== PROVIDED TEXT
\name{Bscore}
\alias{Bscore}
%\alias{Bscore,cellHTS-method}
\concept{B score method}

\concept{normalization}

\title{B score normalization}
\description{
  Correction of plate and spatial effects of data stored in slot
  \code{assayData} of a \code{\linkS4class{cellHTS}} object using
  the B score method (without variance adjustment of the residuals).
  Using this method, a two-way median polish is fitted, on a per-plate
  basis, to account for row and column effects.
}
\usage{
Bscore(object, save.model = FALSE)
}
\arguments{
  \item{object}{a \code{\linkS4class{cellHTS}} object that has already been configured. See details.}
  \item{save.model}{a logical value specifying whether the per-plate models should be stored in slots \code{rowcol.effects} and \code{overal.effects}. See details.}
}

\details{
  This function is usually not called directly by the user,
  but from within the
  \code{\link[cellHTS2:normalizePlates]{normalizePlates}} function.
  The normalization is performed in a per-plate fashion using the
  B score method, for each replicate and channel. 
  In the B score method, the residual \eqn{r_{ijp}} of the measurement
  for row \emph{i} and column \emph{j} on the \emph{p}-th plate is
  obtained by fitting a \link[stats:medpolish]{two-way median polish},
  in order to account for both row and column effects within the plate:

  \deqn{
    r_{ijp} = y_{ijp} - \hat{y}_{ijp} =
    y_{ijp} - (\hat{\mu}_p + \hat{R}_{ip} + \hat{C}_{jp})}{%
    r_{ijp} = y_{ijp} - yest_{ijp} =
    y_{ijp} - (mu_p + R_{ip} + C_{jp})}

  \eqn{y_{ijp}} is the measurement value in row \emph{i} and
  column \emph{j} of plate \emph{p} 
  (taken from slot \code{assayData} - only sample wells are considered),
  and \eqn{\hat{y}_{ipj}}{yest_{ijp}} is the corresponding fitted value. 
  This is defined as the sum between the estimated average
  of the plate (\eqn{\hat{\mu}_p}{mu_p}), the estimated systematic
  offset for row \emph{i} (\eqn{\hat{R}_{ip}}{R_{ip}}),
  and the systematic offset for column \emph{j} (\eqn{\hat{C}_{jp}}{C_{jp}}).

\emph{NOTE:}
In the original B score method, as presented by Malo et al.,
a further step is performed: for each plate \emph{p},
each of the obtained residual values \eqn{r_{ijp}}'s are divided by
the median absolute deviation of the residuals in plate \emph{p}
(\eqn{MAD_p}{MAD_p}), resulting in:

\deqn{\frac{r_{ijp}}{MAD_p}}{r_{ijp}/MAD_p}

The intention of such a further adjustment is to compensate
for plate-to-plate variability in dynamic range.
====
== PROVIDED INFORMATION
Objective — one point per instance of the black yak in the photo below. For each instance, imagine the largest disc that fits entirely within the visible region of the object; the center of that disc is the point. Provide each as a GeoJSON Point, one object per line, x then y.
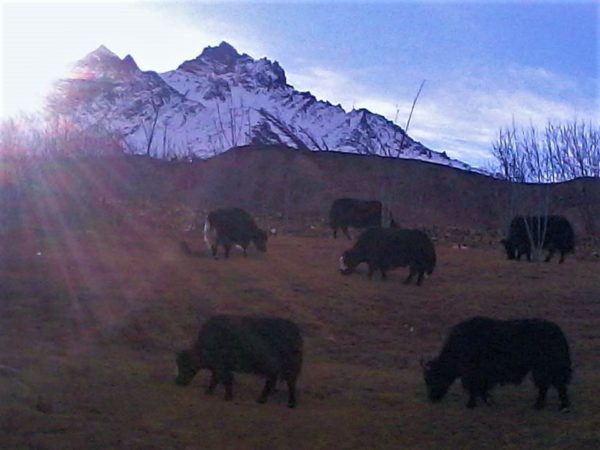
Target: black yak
{"type": "Point", "coordinates": [485, 352]}
{"type": "Point", "coordinates": [387, 248]}
{"type": "Point", "coordinates": [556, 231]}
{"type": "Point", "coordinates": [271, 347]}
{"type": "Point", "coordinates": [351, 212]}
{"type": "Point", "coordinates": [232, 226]}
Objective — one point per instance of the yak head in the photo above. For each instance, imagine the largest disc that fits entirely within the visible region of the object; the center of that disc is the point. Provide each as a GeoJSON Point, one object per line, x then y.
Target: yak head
{"type": "Point", "coordinates": [260, 240]}
{"type": "Point", "coordinates": [348, 262]}
{"type": "Point", "coordinates": [437, 380]}
{"type": "Point", "coordinates": [187, 367]}
{"type": "Point", "coordinates": [510, 248]}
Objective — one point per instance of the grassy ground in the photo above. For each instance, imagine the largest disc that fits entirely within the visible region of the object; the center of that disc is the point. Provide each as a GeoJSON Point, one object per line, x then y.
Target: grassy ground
{"type": "Point", "coordinates": [91, 316]}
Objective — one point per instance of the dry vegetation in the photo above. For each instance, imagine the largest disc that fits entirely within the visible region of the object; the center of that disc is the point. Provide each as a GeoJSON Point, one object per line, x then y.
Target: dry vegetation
{"type": "Point", "coordinates": [94, 300]}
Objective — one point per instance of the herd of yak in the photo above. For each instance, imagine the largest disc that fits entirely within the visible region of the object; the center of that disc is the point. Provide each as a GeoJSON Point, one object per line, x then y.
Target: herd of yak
{"type": "Point", "coordinates": [482, 352]}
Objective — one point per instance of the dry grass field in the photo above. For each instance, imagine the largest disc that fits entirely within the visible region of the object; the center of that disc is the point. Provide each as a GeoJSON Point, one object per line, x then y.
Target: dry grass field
{"type": "Point", "coordinates": [91, 314]}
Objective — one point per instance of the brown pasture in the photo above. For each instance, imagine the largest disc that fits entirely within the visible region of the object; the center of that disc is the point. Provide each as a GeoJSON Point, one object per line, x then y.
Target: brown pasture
{"type": "Point", "coordinates": [91, 315]}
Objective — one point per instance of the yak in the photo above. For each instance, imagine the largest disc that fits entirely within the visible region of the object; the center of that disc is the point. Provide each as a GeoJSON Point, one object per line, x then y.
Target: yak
{"type": "Point", "coordinates": [556, 231]}
{"type": "Point", "coordinates": [485, 352]}
{"type": "Point", "coordinates": [267, 346]}
{"type": "Point", "coordinates": [351, 212]}
{"type": "Point", "coordinates": [232, 226]}
{"type": "Point", "coordinates": [387, 248]}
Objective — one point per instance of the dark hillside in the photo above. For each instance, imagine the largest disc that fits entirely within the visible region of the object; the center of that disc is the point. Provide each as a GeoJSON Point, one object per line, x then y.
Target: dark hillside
{"type": "Point", "coordinates": [96, 296]}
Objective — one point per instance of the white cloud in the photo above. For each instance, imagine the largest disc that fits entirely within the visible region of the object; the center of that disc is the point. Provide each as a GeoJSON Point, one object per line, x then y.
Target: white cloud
{"type": "Point", "coordinates": [463, 114]}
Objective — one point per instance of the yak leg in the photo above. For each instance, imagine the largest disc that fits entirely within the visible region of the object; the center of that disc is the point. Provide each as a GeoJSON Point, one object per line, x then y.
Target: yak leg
{"type": "Point", "coordinates": [551, 254]}
{"type": "Point", "coordinates": [420, 278]}
{"type": "Point", "coordinates": [540, 402]}
{"type": "Point", "coordinates": [226, 378]}
{"type": "Point", "coordinates": [345, 230]}
{"type": "Point", "coordinates": [291, 392]}
{"type": "Point", "coordinates": [371, 269]}
{"type": "Point", "coordinates": [383, 271]}
{"type": "Point", "coordinates": [411, 274]}
{"type": "Point", "coordinates": [472, 403]}
{"type": "Point", "coordinates": [213, 383]}
{"type": "Point", "coordinates": [564, 398]}
{"type": "Point", "coordinates": [269, 385]}
{"type": "Point", "coordinates": [475, 386]}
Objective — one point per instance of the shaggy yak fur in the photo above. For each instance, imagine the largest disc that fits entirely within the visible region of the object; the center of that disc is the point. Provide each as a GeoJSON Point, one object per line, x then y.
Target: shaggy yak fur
{"type": "Point", "coordinates": [387, 248]}
{"type": "Point", "coordinates": [556, 232]}
{"type": "Point", "coordinates": [233, 226]}
{"type": "Point", "coordinates": [485, 352]}
{"type": "Point", "coordinates": [271, 347]}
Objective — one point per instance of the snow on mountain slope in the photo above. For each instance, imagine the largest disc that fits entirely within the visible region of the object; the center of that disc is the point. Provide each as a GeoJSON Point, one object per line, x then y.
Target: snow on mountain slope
{"type": "Point", "coordinates": [219, 100]}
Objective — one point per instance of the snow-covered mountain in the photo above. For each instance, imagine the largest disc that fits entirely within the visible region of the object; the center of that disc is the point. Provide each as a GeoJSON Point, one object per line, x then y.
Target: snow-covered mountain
{"type": "Point", "coordinates": [219, 100]}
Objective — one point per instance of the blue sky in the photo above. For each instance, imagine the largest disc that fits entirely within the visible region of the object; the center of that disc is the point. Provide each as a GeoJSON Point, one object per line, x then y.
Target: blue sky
{"type": "Point", "coordinates": [486, 64]}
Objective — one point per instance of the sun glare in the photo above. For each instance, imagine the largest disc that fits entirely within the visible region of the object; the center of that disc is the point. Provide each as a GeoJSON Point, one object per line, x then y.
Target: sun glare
{"type": "Point", "coordinates": [42, 40]}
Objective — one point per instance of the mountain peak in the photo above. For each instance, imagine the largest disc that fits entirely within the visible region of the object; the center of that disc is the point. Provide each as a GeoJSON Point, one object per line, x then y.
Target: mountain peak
{"type": "Point", "coordinates": [224, 53]}
{"type": "Point", "coordinates": [104, 63]}
{"type": "Point", "coordinates": [102, 51]}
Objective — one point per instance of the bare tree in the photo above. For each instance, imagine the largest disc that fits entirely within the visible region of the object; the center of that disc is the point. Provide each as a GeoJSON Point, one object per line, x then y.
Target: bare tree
{"type": "Point", "coordinates": [150, 129]}
{"type": "Point", "coordinates": [558, 153]}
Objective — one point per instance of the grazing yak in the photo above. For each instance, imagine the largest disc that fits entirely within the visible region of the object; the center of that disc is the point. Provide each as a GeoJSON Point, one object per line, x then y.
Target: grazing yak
{"type": "Point", "coordinates": [271, 347]}
{"type": "Point", "coordinates": [387, 248]}
{"type": "Point", "coordinates": [484, 352]}
{"type": "Point", "coordinates": [558, 235]}
{"type": "Point", "coordinates": [232, 226]}
{"type": "Point", "coordinates": [350, 212]}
====
* **PROBLEM SET**:
**A)** According to the B score documentation, which function normally calls Bscore instead of the user calling it directly?
**B)** Carry on the B score documentation from its last sentence.
The lines have no connection to the B score documentation.

* **RESPONSES BY TASK**:
**A)** normalizePlates

**B)**
In the \code{Bscore} function, this step is not automatically
performed,
but can be done if B score normalization is called using the
function \code{\link[cellHTS2:normalizePlates]{normalizePlates}}
with arguments \code{method="Bscore"} and
\code{varianceAdjust="byPlate"}. See the latter function for more details. 

If \code{save.model=TRUE}, the models row and column offsets and
overall offsets are stored in the slots 
\code{rowcol.effects} and \code{overall.effects} of \code{object}.
}

\value{
An object of class \code{\linkS4class{cellHTS}} with B-score normalized data stored in slot \code{assayData}. 

Furthermore, if \code{save.model=TRUE}, the row and column effects and the overall effects are stored in slots \code{rowcol.effects} and \code{overall.effects} , respectively. 
The latter slots are arrays with the same dimension as \code{Data(object)}, except the 
\code{overall.effects} slot, which has dimensions \code{nr Plates x nr Samples x nr Channels}.

After calling this function, the processing status of the \code{\linkS4class{cellHTS}} object is updated
in the slot \code{state} to \code{object@state["normalized"]=TRUE}.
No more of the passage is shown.